Reproduce the data below word for word, from the line containing "Where can you spot the window pane" up to and including the line containing "Where can you spot the round attic".

%%

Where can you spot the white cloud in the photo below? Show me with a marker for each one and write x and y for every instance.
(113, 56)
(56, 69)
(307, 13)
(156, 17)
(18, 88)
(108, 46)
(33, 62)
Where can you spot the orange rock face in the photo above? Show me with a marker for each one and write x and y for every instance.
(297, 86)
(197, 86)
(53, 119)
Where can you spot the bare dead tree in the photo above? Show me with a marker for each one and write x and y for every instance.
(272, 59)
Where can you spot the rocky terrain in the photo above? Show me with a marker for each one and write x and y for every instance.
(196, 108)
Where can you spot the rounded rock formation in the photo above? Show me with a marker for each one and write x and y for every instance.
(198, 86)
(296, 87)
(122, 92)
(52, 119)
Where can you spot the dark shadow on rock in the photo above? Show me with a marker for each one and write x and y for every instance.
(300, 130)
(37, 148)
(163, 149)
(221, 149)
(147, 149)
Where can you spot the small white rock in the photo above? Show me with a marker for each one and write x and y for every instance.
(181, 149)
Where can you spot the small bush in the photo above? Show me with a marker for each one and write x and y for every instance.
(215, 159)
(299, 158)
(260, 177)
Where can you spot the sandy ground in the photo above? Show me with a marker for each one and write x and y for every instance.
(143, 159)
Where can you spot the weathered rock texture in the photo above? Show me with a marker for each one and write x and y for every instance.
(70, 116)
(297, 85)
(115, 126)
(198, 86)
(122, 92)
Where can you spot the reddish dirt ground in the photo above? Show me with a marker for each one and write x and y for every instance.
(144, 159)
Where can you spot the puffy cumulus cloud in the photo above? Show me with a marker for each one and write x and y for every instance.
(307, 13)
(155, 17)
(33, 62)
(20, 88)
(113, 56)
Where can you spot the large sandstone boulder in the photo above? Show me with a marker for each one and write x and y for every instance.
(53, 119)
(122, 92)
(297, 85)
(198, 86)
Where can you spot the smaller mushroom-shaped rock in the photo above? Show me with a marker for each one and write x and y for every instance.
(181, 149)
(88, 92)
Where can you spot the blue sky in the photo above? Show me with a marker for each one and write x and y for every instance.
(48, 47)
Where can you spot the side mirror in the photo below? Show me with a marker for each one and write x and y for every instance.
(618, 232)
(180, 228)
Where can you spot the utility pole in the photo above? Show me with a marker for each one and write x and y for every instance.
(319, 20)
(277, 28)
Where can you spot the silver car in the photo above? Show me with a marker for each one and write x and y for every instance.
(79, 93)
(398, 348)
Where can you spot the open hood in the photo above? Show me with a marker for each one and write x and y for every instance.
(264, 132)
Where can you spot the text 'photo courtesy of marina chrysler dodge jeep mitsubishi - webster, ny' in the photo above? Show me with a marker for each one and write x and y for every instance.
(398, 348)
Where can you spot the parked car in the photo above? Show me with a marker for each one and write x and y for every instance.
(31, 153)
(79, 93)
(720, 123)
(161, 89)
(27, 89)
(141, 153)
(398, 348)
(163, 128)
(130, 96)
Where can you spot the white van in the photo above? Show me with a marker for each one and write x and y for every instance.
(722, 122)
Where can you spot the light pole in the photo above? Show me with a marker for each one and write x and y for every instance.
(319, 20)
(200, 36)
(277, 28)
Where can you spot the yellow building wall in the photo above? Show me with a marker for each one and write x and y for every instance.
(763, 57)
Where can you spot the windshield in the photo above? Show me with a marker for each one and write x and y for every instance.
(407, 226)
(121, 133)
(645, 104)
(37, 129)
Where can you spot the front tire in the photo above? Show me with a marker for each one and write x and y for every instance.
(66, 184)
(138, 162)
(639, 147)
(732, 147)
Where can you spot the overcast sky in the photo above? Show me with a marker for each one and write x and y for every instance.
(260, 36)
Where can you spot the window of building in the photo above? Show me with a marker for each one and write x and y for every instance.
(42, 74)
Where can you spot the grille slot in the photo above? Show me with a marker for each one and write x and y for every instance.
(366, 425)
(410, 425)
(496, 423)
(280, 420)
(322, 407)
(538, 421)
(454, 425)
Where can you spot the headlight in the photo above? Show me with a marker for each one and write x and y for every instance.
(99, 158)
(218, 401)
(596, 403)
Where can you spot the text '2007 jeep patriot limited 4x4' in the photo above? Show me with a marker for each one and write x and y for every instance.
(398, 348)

%%
%%

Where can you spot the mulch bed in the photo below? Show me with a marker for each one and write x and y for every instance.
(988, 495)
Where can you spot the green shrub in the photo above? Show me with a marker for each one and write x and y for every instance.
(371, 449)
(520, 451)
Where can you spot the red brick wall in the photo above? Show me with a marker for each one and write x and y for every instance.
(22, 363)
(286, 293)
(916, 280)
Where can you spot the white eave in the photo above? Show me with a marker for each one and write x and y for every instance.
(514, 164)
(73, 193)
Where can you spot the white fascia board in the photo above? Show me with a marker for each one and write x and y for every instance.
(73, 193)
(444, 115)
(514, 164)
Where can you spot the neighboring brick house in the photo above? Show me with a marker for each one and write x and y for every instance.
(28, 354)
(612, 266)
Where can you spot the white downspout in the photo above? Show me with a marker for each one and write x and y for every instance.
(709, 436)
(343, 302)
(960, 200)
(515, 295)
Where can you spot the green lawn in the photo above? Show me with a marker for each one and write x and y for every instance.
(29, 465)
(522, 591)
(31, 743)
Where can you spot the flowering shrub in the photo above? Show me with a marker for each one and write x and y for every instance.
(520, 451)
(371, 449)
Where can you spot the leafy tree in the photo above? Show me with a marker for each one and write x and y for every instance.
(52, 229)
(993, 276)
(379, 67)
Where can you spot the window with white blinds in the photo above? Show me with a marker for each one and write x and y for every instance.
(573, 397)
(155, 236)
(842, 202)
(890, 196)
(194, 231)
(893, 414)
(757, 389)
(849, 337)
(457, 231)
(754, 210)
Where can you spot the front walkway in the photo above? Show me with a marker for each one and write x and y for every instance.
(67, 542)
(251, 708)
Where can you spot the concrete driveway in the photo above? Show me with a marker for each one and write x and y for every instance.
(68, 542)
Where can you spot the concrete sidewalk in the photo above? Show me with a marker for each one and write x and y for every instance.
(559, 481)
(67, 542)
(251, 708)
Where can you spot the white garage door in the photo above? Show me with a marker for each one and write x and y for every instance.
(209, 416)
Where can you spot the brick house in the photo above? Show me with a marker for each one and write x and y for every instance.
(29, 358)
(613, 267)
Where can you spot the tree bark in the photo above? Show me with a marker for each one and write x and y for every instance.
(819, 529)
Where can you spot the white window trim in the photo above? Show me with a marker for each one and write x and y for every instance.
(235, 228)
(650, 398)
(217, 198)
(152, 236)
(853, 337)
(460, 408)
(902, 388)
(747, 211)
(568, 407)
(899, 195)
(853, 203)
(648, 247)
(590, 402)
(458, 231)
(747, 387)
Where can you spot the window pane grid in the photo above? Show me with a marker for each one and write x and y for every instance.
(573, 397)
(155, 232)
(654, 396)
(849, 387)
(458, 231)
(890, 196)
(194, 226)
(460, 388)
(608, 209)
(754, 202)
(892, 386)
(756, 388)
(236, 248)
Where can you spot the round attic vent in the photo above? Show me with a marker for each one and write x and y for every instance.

%%
%%

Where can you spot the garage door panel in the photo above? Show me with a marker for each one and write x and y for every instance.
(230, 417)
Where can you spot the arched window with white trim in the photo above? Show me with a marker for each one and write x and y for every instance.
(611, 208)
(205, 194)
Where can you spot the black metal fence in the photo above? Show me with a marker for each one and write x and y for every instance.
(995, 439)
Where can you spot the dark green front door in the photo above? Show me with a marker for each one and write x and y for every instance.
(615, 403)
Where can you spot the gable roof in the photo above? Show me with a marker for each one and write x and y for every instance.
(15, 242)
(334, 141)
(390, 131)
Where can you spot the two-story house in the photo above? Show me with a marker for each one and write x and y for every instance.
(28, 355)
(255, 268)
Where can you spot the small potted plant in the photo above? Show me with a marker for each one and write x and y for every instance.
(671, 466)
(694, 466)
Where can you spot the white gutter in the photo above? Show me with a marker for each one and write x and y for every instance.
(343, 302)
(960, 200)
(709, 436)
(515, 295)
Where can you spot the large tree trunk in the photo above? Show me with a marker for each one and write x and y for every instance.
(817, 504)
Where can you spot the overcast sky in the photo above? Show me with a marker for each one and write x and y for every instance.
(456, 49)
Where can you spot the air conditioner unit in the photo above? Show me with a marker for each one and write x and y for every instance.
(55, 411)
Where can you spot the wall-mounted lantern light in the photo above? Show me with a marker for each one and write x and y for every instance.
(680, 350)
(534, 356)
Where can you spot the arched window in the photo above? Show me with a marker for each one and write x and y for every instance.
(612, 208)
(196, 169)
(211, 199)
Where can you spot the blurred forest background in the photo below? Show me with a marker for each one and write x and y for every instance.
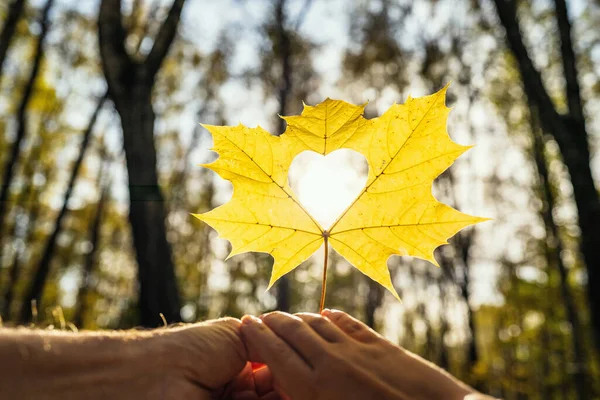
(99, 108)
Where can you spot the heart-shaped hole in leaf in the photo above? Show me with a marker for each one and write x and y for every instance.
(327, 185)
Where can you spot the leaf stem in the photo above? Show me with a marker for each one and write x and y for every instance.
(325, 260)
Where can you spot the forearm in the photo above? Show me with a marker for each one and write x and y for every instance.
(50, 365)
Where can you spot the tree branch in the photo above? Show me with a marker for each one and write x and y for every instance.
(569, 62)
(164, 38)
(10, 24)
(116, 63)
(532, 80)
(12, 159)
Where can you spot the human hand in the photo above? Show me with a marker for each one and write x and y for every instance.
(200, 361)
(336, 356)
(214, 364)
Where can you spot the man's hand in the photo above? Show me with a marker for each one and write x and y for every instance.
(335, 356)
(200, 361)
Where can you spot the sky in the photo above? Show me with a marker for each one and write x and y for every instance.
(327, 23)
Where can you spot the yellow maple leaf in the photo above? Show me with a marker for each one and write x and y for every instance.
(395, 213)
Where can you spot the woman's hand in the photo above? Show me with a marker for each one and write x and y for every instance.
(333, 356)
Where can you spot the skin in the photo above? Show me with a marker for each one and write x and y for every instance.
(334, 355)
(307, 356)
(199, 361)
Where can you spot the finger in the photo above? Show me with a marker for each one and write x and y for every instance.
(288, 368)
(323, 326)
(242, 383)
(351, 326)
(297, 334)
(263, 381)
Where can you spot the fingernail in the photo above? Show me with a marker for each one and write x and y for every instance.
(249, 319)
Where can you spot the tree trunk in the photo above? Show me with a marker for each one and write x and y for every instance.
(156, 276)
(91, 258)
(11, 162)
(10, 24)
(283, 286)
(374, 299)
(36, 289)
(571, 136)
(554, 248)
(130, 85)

%%

▶ RESPONSE TO THIS EXERCISE
Where can you spot the window pane grid in the photo above? Show me with a marker for each one and write x and y for every instance.
(573, 397)
(155, 232)
(654, 396)
(849, 387)
(458, 231)
(890, 196)
(194, 226)
(460, 388)
(608, 209)
(754, 202)
(892, 386)
(756, 388)
(236, 248)
Where can you spot the round attic vent in the photo above? Show me with a marker for each one and write x and y for every instance.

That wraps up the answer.